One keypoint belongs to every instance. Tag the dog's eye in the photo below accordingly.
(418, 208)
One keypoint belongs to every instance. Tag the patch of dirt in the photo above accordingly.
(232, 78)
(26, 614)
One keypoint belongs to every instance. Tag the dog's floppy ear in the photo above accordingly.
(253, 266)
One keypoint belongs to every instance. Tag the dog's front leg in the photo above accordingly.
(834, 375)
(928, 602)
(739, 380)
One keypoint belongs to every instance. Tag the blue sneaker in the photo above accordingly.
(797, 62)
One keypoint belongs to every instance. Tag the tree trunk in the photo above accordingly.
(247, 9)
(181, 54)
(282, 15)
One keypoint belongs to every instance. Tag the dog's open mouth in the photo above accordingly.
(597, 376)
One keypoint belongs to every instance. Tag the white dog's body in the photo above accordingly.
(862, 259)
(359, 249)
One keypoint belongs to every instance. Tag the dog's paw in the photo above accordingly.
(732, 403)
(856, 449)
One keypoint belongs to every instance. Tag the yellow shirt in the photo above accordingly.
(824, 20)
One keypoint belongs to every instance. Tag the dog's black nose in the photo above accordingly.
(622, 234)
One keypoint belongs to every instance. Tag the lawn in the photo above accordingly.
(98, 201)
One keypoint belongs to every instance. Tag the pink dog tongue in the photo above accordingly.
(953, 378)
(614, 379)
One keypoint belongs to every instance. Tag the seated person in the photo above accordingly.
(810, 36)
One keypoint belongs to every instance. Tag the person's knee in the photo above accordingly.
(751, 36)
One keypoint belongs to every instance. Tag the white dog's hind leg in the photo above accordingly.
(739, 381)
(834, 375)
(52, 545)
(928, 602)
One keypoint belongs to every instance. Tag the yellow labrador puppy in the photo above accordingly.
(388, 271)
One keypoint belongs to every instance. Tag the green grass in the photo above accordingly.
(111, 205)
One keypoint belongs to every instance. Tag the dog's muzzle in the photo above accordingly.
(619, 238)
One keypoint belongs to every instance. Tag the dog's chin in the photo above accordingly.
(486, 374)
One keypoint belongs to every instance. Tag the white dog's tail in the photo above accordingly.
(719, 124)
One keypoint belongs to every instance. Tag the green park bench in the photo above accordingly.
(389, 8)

——

■ INSTRUCTION
Put everything from the row containing "One keypoint belongs to every instance. Tag the dog's muzzle" down to the last row above into a CSV with the columns instruction and keypoint, one line per row. Quote every field and replace any line breaks inside it with spaces.

■ SOLUTION TO THE EXERCISE
instruction,keypoint
"One keypoint belongs to every instance. Tag the dog's muzzle in the photo above accordingly.","(619, 238)"
"One keypoint belongs to every instance. Tag the dog's chin in the photo above accordingly.","(486, 374)"
"One keypoint belongs to every instance. Tag the white dog's tail in the photo above accordingly.","(719, 124)"
"One keypoint belongs to every instance. Tag the green park bench in the photo above accordingly.","(389, 8)"